Szymanski believes that the failure of both the European Super League and Project Big Picture to take off in the face of significant opposition will likely be a factor in the thinking of Henry when it comes to FSG's future involvement with Liverpool.

While a contrite Henry was forced into an apology to Liverpool fans for his part in the ESL plot, something which Liverpool have been keen to distance themselves from since despite the continued efforts of Juventus, Barcelona and Real Madrid to keep the idea alive, the failure of Project Big Picture is something that Szymanski believes was taken harder by Henry, with the idea around greater funding for the EFL in exchange for a smaller Premier League, trimmed calendar to allow for more European and exhibition games and special voting rights for the top six being an idea Henry was fully behind.

"John Henry is intentional in his utterances, he knows how not to say things," said Szymanski.

"Looking at the European Super League and Project Big Picture, I think people understate how significant the latter's failure was.

____

> Required tasks:
(1) Quote the extract about John Henry word for word, starting with "While a contrite" and going on through "was fully behind.".
(2) Decide whether each statement agrees with the extract about John Henry, answering yes or no and quoting the words that settle it: (a) Henry apologized to Liverpool fans for his part in the ESL plot. (b) Szymanski believes Henry took the failure of the European Super League harder than the failure of Project Big Picture. (c) Project Big Picture called for a larger Premier League.
(3) List every football club named in the extract about John Henry.
The entries below the extract are not needed for anything asked here.

> Entries supplied:
____

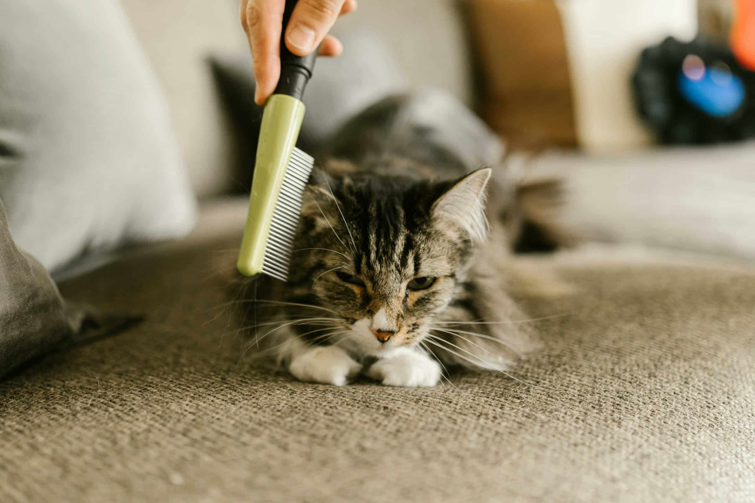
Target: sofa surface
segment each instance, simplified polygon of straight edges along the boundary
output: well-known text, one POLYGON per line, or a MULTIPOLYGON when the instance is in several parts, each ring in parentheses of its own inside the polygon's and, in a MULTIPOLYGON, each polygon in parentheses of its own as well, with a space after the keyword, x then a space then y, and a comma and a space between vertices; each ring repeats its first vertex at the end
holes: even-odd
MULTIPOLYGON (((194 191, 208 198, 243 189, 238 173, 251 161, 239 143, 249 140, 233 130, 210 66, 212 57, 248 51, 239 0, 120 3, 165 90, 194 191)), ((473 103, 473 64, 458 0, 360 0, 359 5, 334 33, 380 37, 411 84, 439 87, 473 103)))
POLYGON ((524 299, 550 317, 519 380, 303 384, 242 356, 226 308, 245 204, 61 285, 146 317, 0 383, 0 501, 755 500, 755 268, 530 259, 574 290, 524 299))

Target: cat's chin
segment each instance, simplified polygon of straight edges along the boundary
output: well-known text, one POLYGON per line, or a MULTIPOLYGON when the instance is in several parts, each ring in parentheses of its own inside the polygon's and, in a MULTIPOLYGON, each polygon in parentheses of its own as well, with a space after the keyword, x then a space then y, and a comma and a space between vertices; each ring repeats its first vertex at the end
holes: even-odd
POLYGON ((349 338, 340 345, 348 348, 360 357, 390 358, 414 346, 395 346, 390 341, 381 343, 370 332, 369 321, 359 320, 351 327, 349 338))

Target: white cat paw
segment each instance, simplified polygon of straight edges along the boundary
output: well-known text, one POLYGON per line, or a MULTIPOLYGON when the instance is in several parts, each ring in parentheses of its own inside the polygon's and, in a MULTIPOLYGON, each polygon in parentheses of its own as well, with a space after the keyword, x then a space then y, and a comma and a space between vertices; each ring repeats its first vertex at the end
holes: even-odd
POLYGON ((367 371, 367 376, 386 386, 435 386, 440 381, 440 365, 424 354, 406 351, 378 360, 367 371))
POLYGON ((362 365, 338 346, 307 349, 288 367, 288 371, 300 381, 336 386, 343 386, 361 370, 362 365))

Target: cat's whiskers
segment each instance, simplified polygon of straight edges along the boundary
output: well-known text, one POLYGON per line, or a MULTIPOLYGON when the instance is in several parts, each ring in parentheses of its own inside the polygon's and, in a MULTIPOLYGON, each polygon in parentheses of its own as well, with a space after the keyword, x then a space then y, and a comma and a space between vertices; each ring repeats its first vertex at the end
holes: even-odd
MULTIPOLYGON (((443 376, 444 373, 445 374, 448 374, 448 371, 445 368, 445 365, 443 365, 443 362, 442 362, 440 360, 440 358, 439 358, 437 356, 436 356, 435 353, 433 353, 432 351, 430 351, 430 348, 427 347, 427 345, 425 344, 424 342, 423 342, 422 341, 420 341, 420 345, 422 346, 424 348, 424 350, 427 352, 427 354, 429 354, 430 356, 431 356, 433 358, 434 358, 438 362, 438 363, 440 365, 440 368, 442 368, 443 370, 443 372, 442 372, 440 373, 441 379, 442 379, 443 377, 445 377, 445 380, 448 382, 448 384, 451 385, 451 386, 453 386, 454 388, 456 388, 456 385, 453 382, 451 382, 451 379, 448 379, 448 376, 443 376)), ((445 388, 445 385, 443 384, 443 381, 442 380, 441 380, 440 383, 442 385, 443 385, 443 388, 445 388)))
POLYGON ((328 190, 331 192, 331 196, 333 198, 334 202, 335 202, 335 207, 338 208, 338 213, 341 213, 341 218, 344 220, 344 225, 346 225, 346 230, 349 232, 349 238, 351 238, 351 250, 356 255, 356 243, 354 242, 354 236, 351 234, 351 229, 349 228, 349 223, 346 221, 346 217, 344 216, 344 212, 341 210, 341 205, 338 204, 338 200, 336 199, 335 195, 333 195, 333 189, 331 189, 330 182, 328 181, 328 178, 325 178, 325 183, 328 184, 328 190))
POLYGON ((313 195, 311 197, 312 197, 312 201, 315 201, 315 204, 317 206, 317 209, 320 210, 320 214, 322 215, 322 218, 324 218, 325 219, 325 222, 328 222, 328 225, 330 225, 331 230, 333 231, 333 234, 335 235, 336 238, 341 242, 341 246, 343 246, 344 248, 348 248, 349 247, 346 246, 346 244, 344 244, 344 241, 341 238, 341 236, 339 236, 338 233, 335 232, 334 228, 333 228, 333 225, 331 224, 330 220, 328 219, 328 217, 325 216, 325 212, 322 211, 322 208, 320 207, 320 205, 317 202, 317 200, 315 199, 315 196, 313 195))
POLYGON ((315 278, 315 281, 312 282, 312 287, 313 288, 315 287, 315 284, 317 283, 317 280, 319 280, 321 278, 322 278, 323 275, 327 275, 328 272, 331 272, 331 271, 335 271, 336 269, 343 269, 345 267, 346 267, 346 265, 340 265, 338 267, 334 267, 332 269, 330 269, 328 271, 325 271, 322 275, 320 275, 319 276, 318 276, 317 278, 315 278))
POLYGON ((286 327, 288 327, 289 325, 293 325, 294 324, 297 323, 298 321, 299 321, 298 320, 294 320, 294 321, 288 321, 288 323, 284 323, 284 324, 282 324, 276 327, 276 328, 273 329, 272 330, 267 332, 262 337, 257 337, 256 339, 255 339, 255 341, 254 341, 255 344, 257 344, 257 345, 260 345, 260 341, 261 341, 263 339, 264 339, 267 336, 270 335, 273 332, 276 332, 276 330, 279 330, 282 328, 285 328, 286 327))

____

> Answers in order:
(1)
While a contrite Henry was forced into an apology to Liverpool fans for his part in the ESL plot, something which Liverpool have been keen to distance themselves from since despite the continued efforts of Juventus, Barcelona and Real Madrid to keep the idea alive, the failure of Project Big Picture is something that Szymanski believes was taken harder by Henry, with the idea around greater funding for the EFL in exchange for a smaller Premier League, trimmed calendar to allow for more European and exhibition games and special voting rights for the top six being an idea Henry was fully behind.

(2)
(a) Yes: "a contrite Henry was forced into an apology to Liverpool fans for his part in the ESL plot"
(b) No: "the failure of Project Big Picture is something that Szymanski believes was taken harder by Henry"
(c) No: "in exchange for a smaller Premier League"

(3) Liverpool, Juventus, Barcelona, Real Madrid